--- Start DATASET EXTRACT ---

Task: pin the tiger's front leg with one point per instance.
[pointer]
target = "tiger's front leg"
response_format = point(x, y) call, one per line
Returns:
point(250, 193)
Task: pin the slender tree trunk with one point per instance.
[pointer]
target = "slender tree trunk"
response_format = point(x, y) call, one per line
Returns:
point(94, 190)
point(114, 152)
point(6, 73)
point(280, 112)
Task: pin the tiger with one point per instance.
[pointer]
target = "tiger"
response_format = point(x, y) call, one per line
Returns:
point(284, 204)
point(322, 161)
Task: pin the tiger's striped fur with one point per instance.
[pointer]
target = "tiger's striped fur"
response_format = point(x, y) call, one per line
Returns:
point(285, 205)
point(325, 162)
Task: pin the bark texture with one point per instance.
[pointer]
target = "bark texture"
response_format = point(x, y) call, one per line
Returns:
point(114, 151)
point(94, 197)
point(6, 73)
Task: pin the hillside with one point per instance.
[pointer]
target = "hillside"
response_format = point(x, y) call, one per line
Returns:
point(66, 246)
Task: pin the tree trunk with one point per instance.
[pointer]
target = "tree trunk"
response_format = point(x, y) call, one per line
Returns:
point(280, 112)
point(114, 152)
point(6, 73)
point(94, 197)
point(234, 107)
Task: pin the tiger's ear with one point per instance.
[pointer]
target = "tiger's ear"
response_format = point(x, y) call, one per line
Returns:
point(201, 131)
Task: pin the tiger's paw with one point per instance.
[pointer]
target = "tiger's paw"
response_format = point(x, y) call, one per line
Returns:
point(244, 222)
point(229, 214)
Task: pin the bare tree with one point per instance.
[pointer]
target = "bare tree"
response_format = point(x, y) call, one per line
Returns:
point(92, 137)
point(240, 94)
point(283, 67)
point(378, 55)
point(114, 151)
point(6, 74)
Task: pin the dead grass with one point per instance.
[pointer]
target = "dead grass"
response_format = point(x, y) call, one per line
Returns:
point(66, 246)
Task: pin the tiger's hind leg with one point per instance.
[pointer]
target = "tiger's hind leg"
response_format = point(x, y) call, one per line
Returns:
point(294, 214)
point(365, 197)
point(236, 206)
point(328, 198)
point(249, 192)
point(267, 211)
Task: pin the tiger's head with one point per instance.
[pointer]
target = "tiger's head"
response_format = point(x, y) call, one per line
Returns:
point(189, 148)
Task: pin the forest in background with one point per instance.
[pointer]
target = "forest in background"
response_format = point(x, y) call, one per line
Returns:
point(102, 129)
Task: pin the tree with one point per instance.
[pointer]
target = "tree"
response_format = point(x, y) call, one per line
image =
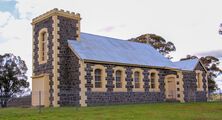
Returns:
point(212, 65)
point(13, 79)
point(158, 42)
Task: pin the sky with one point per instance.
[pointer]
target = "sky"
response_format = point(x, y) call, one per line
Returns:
point(192, 25)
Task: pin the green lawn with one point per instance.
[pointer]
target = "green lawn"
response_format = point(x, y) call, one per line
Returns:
point(160, 111)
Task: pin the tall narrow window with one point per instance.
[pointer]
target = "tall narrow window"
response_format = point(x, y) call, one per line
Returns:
point(198, 80)
point(118, 79)
point(44, 46)
point(98, 78)
point(137, 79)
point(153, 80)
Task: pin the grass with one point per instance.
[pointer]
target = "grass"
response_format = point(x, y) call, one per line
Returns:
point(159, 111)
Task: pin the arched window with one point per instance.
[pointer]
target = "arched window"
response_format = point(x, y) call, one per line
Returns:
point(153, 80)
point(44, 46)
point(118, 79)
point(198, 80)
point(137, 79)
point(98, 78)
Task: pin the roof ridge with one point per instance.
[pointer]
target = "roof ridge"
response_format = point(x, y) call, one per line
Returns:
point(186, 60)
point(117, 39)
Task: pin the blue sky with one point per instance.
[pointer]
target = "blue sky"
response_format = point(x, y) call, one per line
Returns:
point(192, 25)
point(8, 6)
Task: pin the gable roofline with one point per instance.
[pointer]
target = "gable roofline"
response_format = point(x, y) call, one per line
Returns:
point(189, 64)
point(123, 64)
point(201, 65)
point(74, 52)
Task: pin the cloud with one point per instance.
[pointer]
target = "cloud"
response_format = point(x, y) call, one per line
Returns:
point(215, 53)
point(5, 17)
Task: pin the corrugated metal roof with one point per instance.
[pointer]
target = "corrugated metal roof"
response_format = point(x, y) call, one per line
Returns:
point(187, 64)
point(100, 48)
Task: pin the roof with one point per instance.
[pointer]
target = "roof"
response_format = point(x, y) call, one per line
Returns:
point(106, 49)
point(189, 64)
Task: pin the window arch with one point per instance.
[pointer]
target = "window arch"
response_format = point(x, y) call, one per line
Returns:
point(137, 79)
point(199, 79)
point(154, 80)
point(43, 45)
point(118, 79)
point(98, 78)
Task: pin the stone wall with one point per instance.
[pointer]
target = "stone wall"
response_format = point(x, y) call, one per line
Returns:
point(47, 67)
point(69, 63)
point(110, 97)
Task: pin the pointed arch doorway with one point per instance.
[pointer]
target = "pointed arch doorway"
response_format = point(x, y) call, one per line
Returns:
point(170, 87)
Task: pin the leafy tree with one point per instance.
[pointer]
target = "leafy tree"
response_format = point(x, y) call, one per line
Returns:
point(158, 42)
point(13, 79)
point(212, 65)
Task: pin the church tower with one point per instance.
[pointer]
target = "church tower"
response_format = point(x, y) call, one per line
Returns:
point(51, 31)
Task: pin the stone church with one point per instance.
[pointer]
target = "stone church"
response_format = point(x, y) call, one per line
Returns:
point(72, 68)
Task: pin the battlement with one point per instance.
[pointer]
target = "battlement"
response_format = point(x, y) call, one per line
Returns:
point(55, 12)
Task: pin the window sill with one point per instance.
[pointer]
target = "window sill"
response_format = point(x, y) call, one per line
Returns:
point(42, 62)
point(200, 89)
point(119, 90)
point(138, 90)
point(99, 89)
point(154, 90)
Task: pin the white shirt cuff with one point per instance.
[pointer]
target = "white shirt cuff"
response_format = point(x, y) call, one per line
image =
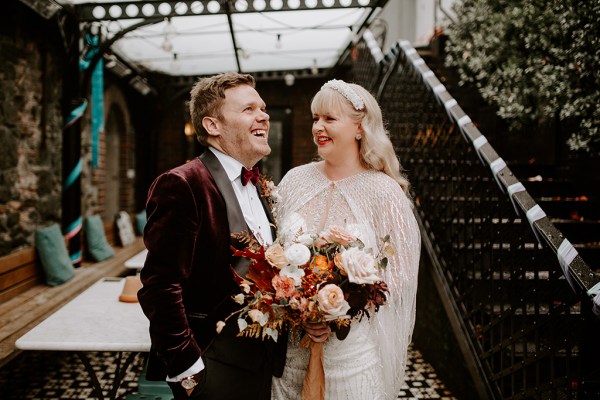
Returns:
point(193, 370)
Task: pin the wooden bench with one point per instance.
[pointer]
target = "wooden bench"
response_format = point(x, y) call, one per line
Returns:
point(26, 300)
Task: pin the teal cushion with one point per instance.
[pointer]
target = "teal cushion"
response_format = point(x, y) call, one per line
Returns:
point(51, 247)
point(140, 222)
point(95, 238)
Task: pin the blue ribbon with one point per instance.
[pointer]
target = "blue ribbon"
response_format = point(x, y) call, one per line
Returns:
point(74, 174)
point(76, 113)
point(97, 109)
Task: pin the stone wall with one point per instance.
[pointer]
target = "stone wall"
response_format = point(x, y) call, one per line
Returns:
point(30, 125)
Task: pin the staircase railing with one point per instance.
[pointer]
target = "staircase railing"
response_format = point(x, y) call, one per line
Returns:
point(520, 297)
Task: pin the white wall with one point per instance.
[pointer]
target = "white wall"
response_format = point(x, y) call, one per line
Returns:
point(414, 20)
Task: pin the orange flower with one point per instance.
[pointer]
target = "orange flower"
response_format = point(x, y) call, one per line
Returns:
point(284, 286)
point(321, 264)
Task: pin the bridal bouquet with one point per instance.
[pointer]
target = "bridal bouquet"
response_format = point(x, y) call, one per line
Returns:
point(326, 277)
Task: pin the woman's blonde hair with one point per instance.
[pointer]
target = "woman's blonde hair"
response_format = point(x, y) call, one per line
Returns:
point(376, 149)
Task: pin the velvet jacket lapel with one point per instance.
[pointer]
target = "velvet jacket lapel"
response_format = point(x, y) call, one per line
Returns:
point(235, 217)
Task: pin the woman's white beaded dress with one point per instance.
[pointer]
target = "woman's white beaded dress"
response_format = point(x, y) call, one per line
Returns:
point(369, 363)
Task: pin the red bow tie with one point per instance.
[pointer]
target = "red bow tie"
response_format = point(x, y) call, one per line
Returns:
point(250, 175)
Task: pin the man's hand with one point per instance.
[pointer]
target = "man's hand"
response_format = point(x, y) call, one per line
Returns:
point(317, 331)
point(199, 378)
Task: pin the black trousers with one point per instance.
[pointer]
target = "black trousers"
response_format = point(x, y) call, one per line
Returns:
point(228, 382)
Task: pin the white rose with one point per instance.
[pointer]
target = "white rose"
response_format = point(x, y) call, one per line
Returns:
point(297, 254)
point(258, 316)
point(359, 266)
point(332, 302)
point(305, 239)
point(292, 271)
point(242, 324)
point(292, 226)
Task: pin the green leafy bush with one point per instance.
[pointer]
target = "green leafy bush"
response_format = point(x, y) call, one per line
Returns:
point(535, 60)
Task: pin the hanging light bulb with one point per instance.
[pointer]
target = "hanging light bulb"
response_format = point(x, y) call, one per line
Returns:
point(175, 66)
point(315, 68)
point(167, 45)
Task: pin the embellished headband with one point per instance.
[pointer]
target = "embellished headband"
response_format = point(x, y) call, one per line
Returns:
point(345, 90)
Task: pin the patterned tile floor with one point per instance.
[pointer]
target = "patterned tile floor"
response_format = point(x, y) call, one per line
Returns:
point(60, 375)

--- End DATASET EXTRACT ---

▶ PROBLEM:
Begin with the line that contains "Task: pin the red" and quote each line after it exactly, stopping after the last line of the data.

▶ SOLUTION:
Task: pin the red bow tie with one point per instance.
[pointer]
target = "red bow tie"
response_format = point(x, y) call, one per line
Returns:
point(250, 175)
Task: pin the man's hand with one point per instance.
[pointer]
target = "man's hand"
response_format = point(x, y) call, one per line
Returns:
point(317, 331)
point(199, 378)
Task: pin the black trousers with one point per instance.
[pointer]
target = "black trousers"
response_format = point(x, y) call, one per line
Returns:
point(228, 382)
Task: pin the white rose with one point per instance.
[pointer]
target = "white rose"
response_format = point(x, y) call, one per line
Returns:
point(297, 254)
point(258, 316)
point(359, 266)
point(332, 302)
point(305, 239)
point(292, 271)
point(242, 324)
point(292, 226)
Task: pin the green leafy bush with one point per instance.
[pointer]
target = "green leafy bush"
response_format = point(x, y) call, one per line
Returns:
point(535, 60)
Task: pin the hanging light bulb with one point per instance.
[pointer]
target = "hanging light bulb"
response_format = point(x, y) call, one per line
Returns:
point(175, 66)
point(315, 68)
point(167, 45)
Task: pin the embellished headband with one point per instance.
[pointer]
target = "embellished headband"
response_format = point(x, y) call, one per line
Returns:
point(345, 90)
Task: pin the patterned tile floor with one point per instance.
[pointer]
target = "patterned tile floor"
response_format = point(x, y) call, one per line
Returns:
point(60, 375)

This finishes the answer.